Suriye muhalefeti Kürtlerden ders almalı

 

 

Al-Majalla.com sitesinde bir yazı kaleme alan Kürt yazar Rustum Mahmud, Kürtlerin değişik coğrafyalarda yaşadıkları sıkıntılara ve bu sıkıntılarla baş etme yollarından bahisle bugün Suriye’de yaşanan kaosa gönderme yapıyor. Suriye Muhalefeti denilen parçalı yapının neden sorunu çözme iradesi gösterip hem diğer muhalif gruplarla hem de rejimle doğru diyalog kanalları geliştirip sorunu çözme iradesi gösteremediklerini sorguluyor.

 

Yazıyı İngilizce orijinalinden Türkçe ’ye çevirerek siz okuyucularımızın dikkatlerine sunuyoruz.

 

 

Kürtlerin yüz yıllık yenilgileri Suriyelilere yol gösteriyor

 

Rustum Mahmud (Erbil'de yaşayan Kürt yazar ve araştırmacı)

 

Devletsiz ama onlarca yıllık hayal kırıklığı ve yenilginin ardından bile direngen kalan Kürtler, kendilerini nüfuz sahibi konumlara taşıdılar. Mağlup Suriyeliler için çıkarılacak dersler var.

 

Geçtiğimiz yüzyılda Kürtler kadar sürekli ve yaygın gerilemeler yaşayan çok az başka halk vardır. Öyleki artık neredeyse zorluklarla yüzleşmenin simgesi haline geldiler. Karşılaştıkları baskı, sorunlar ve yenilgiler onları hem halk nezdinde hem de siyasi fraksiyon ve silahlı gruplar nezdinde etkiledi. Yine de buna rağmen Orta Doğu'da hatırı sayılır bir nüfuza sahipler.

══════

#### Görev ayrıntıları
Lütfen yazının "Yazıyı İngilizce orijinalinden" sözleriyle başlayan kısmını "yazar ve araştırmacı)" sözlerine kadar, bu sözler de dahil, yeniden yaz ve içindeki "okuyucularımızın" ifadesini "takipçilerimizin" olarak değiştir.

Nesne nokta etiketleri
══════

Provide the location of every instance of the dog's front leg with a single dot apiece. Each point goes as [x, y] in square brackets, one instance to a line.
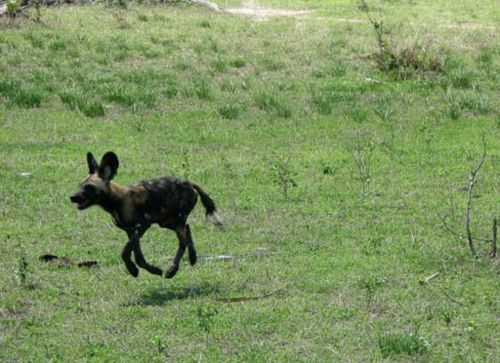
[126, 252]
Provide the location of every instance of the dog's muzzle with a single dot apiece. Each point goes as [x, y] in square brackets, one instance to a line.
[81, 202]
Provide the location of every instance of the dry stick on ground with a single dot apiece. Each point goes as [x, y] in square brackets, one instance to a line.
[468, 235]
[493, 252]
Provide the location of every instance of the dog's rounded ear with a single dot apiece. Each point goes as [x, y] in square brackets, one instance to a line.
[109, 166]
[92, 163]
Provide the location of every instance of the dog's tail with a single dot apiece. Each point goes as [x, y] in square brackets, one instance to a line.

══════

#### Yanıt
Yazıyı İngilizce orijinalinden Türkçe ’ye çevirerek siz takipçilerimizin dikkatlerine sunuyoruz.

 

 

Kürtlerin yüz yıllık yenilgileri Suriyelilere yol gösteriyor

 

Rustum Mahmud (Erbil'de yaşayan Kürt yazar ve araştırmacı)